CHALLENGE: Please repeat each of the rows below word for word, changing nothing.

DATA LINES:

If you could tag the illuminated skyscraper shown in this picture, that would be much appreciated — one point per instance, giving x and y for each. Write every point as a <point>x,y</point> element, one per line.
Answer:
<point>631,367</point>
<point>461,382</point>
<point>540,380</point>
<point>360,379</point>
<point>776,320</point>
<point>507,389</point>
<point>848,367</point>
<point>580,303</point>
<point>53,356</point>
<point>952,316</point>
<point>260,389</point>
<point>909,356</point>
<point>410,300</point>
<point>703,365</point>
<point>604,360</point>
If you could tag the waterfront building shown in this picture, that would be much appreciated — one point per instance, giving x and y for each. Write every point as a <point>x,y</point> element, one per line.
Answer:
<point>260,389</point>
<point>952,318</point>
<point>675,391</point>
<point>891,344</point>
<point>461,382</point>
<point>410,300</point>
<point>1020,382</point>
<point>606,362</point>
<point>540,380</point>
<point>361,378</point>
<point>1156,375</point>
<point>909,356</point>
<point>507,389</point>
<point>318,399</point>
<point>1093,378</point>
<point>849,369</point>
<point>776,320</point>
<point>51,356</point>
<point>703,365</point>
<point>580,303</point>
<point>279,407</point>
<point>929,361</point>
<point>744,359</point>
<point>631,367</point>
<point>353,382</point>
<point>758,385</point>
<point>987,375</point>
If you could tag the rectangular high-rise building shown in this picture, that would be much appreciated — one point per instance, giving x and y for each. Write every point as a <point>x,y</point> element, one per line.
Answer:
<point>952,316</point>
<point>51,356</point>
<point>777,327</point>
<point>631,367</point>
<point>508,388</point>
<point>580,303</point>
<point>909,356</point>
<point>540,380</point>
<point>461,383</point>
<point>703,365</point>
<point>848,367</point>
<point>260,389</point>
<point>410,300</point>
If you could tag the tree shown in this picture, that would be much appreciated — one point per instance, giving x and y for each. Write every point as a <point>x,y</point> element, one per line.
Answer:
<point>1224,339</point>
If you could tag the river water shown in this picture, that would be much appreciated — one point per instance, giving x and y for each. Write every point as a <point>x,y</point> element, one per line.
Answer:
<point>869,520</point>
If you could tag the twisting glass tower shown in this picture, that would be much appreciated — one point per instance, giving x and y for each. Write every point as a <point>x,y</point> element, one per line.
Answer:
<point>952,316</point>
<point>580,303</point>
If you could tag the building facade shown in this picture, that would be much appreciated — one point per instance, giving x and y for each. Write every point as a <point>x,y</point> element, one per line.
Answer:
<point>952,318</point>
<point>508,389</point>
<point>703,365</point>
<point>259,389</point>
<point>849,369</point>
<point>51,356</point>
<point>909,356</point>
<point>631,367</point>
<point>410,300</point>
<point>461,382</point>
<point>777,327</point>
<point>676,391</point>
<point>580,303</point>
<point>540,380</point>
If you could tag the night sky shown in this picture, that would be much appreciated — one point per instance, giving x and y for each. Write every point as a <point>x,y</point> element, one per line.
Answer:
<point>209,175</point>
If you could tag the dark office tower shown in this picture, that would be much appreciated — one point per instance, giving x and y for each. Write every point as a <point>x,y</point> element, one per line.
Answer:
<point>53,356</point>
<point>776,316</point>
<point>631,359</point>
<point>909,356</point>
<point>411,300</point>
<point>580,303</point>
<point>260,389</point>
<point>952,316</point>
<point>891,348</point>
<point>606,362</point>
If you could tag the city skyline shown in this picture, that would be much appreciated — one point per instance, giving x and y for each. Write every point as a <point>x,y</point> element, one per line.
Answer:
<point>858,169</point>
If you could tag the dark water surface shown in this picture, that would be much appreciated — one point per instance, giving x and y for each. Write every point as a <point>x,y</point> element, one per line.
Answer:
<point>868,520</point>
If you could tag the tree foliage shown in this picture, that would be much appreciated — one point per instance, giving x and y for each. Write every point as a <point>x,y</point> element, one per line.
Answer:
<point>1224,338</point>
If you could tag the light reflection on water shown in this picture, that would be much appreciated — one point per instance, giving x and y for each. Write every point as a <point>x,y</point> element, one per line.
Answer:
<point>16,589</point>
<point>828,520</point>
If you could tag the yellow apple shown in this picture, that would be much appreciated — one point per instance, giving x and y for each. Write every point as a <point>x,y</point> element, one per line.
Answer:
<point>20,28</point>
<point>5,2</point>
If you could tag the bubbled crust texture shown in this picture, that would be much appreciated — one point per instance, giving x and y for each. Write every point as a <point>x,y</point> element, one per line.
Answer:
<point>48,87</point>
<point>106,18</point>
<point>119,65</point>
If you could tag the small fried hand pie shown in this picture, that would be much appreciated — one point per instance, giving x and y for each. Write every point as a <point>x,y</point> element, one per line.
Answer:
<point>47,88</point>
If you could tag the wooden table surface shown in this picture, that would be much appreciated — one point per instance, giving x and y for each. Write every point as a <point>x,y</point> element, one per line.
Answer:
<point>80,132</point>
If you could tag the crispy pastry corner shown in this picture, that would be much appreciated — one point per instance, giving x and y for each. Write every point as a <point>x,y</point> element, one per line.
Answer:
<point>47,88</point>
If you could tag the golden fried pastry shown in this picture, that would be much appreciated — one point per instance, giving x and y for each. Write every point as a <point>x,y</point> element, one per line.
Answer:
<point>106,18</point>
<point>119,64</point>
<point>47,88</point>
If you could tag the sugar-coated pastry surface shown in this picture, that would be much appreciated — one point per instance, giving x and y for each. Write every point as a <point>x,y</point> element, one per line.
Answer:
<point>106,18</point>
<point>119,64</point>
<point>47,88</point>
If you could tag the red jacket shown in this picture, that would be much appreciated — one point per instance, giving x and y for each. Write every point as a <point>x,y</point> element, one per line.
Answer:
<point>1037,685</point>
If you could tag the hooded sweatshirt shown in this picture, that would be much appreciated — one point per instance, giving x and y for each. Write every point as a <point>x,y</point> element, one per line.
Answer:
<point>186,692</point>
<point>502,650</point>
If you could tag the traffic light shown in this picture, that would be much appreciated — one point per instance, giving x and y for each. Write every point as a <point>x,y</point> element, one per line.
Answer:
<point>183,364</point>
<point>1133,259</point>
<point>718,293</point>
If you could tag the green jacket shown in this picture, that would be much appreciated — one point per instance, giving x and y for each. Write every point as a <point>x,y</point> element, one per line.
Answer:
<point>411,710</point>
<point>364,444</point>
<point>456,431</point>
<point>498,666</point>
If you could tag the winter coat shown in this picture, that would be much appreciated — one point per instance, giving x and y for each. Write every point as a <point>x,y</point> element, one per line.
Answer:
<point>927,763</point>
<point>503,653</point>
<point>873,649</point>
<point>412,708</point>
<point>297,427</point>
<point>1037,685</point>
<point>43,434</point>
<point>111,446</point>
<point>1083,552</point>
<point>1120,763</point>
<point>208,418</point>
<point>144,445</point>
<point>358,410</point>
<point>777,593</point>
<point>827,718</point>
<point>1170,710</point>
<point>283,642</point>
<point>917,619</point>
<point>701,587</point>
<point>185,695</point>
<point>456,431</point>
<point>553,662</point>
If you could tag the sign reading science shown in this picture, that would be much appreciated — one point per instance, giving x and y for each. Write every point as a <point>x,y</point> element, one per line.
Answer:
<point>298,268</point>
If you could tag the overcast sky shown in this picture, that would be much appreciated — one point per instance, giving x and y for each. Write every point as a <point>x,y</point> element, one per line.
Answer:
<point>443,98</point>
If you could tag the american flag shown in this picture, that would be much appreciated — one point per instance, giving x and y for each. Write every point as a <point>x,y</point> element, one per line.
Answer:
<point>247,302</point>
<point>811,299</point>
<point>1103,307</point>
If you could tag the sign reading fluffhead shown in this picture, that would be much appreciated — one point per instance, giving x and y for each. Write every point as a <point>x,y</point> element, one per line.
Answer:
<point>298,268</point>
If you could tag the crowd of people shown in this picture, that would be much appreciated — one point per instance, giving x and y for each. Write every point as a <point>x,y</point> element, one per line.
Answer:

RESPONSE FOR THIS EXERCISE:
If you could tag the illuminated skyscraper shown in this picture, that would be much appreciated — one point per instance, giving x and y for each. Write every point as a <point>x,y</point> element, one per line.
Answer:
<point>631,367</point>
<point>461,382</point>
<point>540,380</point>
<point>360,379</point>
<point>776,320</point>
<point>507,389</point>
<point>848,367</point>
<point>580,303</point>
<point>53,356</point>
<point>952,316</point>
<point>260,389</point>
<point>909,356</point>
<point>410,300</point>
<point>703,365</point>
<point>604,360</point>
If you could tag the waterfront building shown in this picture, that would be much appreciated — one point per instance, giving x and y for each. Write every point as a <point>x,y</point> element, one per line.
Answer:
<point>260,389</point>
<point>952,318</point>
<point>675,391</point>
<point>891,344</point>
<point>461,382</point>
<point>410,300</point>
<point>1020,382</point>
<point>606,362</point>
<point>540,380</point>
<point>361,378</point>
<point>1156,375</point>
<point>909,356</point>
<point>507,389</point>
<point>318,399</point>
<point>1093,378</point>
<point>849,369</point>
<point>776,320</point>
<point>51,356</point>
<point>703,365</point>
<point>580,303</point>
<point>279,407</point>
<point>929,361</point>
<point>744,359</point>
<point>631,367</point>
<point>353,382</point>
<point>758,385</point>
<point>987,375</point>
If you could tag the rectangular high-rise building shown in this picture, that would be much appreciated — one point per instance, giving x and y for each. Write every point as a <point>x,y</point> element, one per line.
Answer:
<point>952,316</point>
<point>51,356</point>
<point>777,327</point>
<point>631,367</point>
<point>508,388</point>
<point>580,303</point>
<point>909,356</point>
<point>540,380</point>
<point>461,383</point>
<point>703,365</point>
<point>848,367</point>
<point>260,389</point>
<point>410,300</point>
If you could tag the tree shown in this picture, that would be much appreciated — one point per instance, giving x and y for each. Write every point as a <point>x,y</point> element, one per line.
Answer:
<point>1224,339</point>
If you could tag the river water shown in this picture, that would be much appreciated — one point per instance, giving x and y for each. Write every point as a <point>x,y</point> element, one per line.
Answer:
<point>869,520</point>
If you could tag the twisting glass tower shown in this picture, that would be much appreciated — one point per instance, giving x and y for each. Write every point as a <point>x,y</point> element, one per line.
Answer:
<point>952,316</point>
<point>580,303</point>
If you could tag the building facade shown in this picture, that would be much appreciated — one point per instance, giving x and y for each. Write every point as a <point>x,y</point> element, one per line.
Answer:
<point>952,318</point>
<point>508,389</point>
<point>703,365</point>
<point>259,389</point>
<point>849,369</point>
<point>51,356</point>
<point>909,356</point>
<point>631,367</point>
<point>410,300</point>
<point>461,382</point>
<point>777,327</point>
<point>676,391</point>
<point>580,303</point>
<point>540,380</point>
If you could tag the night sky shown in this picture, that would be much appreciated — one point per instance, giving x and y for each. Write every point as a <point>x,y</point> element, one per line.
Answer:
<point>209,175</point>
If you could tag the dark office tower shown in this picture, that would be much appreciated — one point per instance, giving x and y for each. Write every point as a <point>x,y</point> element, one per line.
Answer:
<point>53,356</point>
<point>776,316</point>
<point>631,359</point>
<point>909,356</point>
<point>411,300</point>
<point>580,303</point>
<point>260,389</point>
<point>952,316</point>
<point>891,348</point>
<point>606,362</point>
If you could tag the city skyline shown in this picture, that would be much appreciated — one point per instance, giving x and y for each. Write every point as a <point>x,y</point> element, one per line.
Answer:
<point>858,169</point>
If you could tag the dark water surface shown in this picture, that would be much appreciated — one point per instance, giving x and y for each. Write every point as a <point>x,y</point> element, one per line.
Answer:
<point>868,520</point>
If you could tag the tree foliage shown in this picture, that would be much appreciated — one point per instance, giving x and y for each. Write every point as a <point>x,y</point> element, one per line.
Answer:
<point>1224,338</point>
If you could tag the light reflection on water shown in this picture, that would be much appreciated — one point per instance, giving x and y for each. Write every point as a <point>x,y</point> element, one per line.
Answer:
<point>16,589</point>
<point>828,520</point>
If you could tag the yellow apple shown in this picture, that would be much appreciated — one point per instance, giving x and y for each. Write every point as a <point>x,y</point> element, one per line.
Answer:
<point>20,28</point>
<point>5,2</point>
If you could tag the bubbled crust texture shown in this picture, that would be much appreciated — one point per instance, giving x and y for each. Write every point as a <point>x,y</point> element, one per line.
Answer:
<point>48,87</point>
<point>106,18</point>
<point>119,65</point>
If you could tag the small fried hand pie shown in this picture, that would be much appreciated — one point per instance, giving x and y for each. Write every point as a <point>x,y</point> element, one per line.
Answer:
<point>47,88</point>
If you could tag the wooden table surface shown in this picture, that would be much appreciated — one point per instance, giving x and y for each. Write every point as a <point>x,y</point> element, one per line.
Answer:
<point>80,132</point>
If you could tag the crispy pastry corner shown in this picture, that would be much appreciated — one point per instance, giving x and y for each. Write every point as a <point>x,y</point> element, one per line.
Answer:
<point>47,88</point>
If you could tag the golden fried pastry shown in this picture, that would be much appreciated — one point per instance, giving x and y for each. Write every point as a <point>x,y</point> element, one per line.
Answer:
<point>106,18</point>
<point>119,64</point>
<point>47,88</point>
If you could tag the sugar-coated pastry surface shown in this picture, that would be much appreciated — one point per instance, giving x and y for each. Write every point as a <point>x,y</point> element, one per line.
Answer:
<point>106,18</point>
<point>119,64</point>
<point>47,88</point>
If you could tag the red jacket shown in this picture, that would be much appreciated — one point per instance, giving x and y for each. Write every point as a <point>x,y</point> element, one per line.
Answer:
<point>1037,685</point>
If you could tag the hooded sweatshirt shown in this picture, that would be much appreciated — one point per instance, giving x and y for each. Write every point as a <point>x,y</point> element, one per line.
Answer:
<point>186,692</point>
<point>502,650</point>
If you could tag the traffic light shown in this picture, that would be much appreciated — one point per instance, giving x and y for each. Write every point as a <point>x,y</point> element, one per line.
Answer:
<point>183,364</point>
<point>1133,259</point>
<point>718,293</point>
If you could tag the green jacket shown in this picture, that would be much appreciated — one point per instance, giving x and y for each. Write every point as a <point>x,y</point> element, one per line.
Answer:
<point>411,710</point>
<point>364,444</point>
<point>456,431</point>
<point>498,666</point>
If you could tag the winter coat shown in this picture, that would be much appreciated — one point per instance, giving x and y for each. Write every point as a <point>x,y</point> element, one per line.
Answer:
<point>927,763</point>
<point>503,653</point>
<point>873,649</point>
<point>412,708</point>
<point>297,427</point>
<point>1037,685</point>
<point>43,434</point>
<point>111,446</point>
<point>1083,552</point>
<point>1120,763</point>
<point>208,418</point>
<point>144,445</point>
<point>358,410</point>
<point>777,593</point>
<point>827,718</point>
<point>1170,710</point>
<point>283,642</point>
<point>917,619</point>
<point>701,587</point>
<point>185,695</point>
<point>456,431</point>
<point>553,662</point>
If you could tag the sign reading science shown in this picture, that would be much appreciated — one point per instance, giving x and y for each. Write every point as a <point>x,y</point> element, one per line.
Answer:
<point>298,268</point>
If you could tag the overcast sky shown in this picture, that would be much appreciated — one point per instance, giving x and y for each. Write every point as a <point>x,y</point> element, one per line.
Answer:
<point>443,98</point>
If you could tag the american flag shown in this picture, that would be much appreciated — one point per instance, giving x and y for each. Write every point as a <point>x,y</point> element, one per line.
Answer:
<point>247,302</point>
<point>811,299</point>
<point>1103,307</point>
If you could tag the sign reading fluffhead shown in this picture, that would be much appreciated — one point per instance, giving x and y for each. Write every point as a <point>x,y</point> element, one per line.
Answer:
<point>298,268</point>
If you could tag the crowd of people shown in this picture, that would be much appreciated — one point per instance, giving x and y for each. Write every point as a <point>x,y</point> element, one per line.
Answer:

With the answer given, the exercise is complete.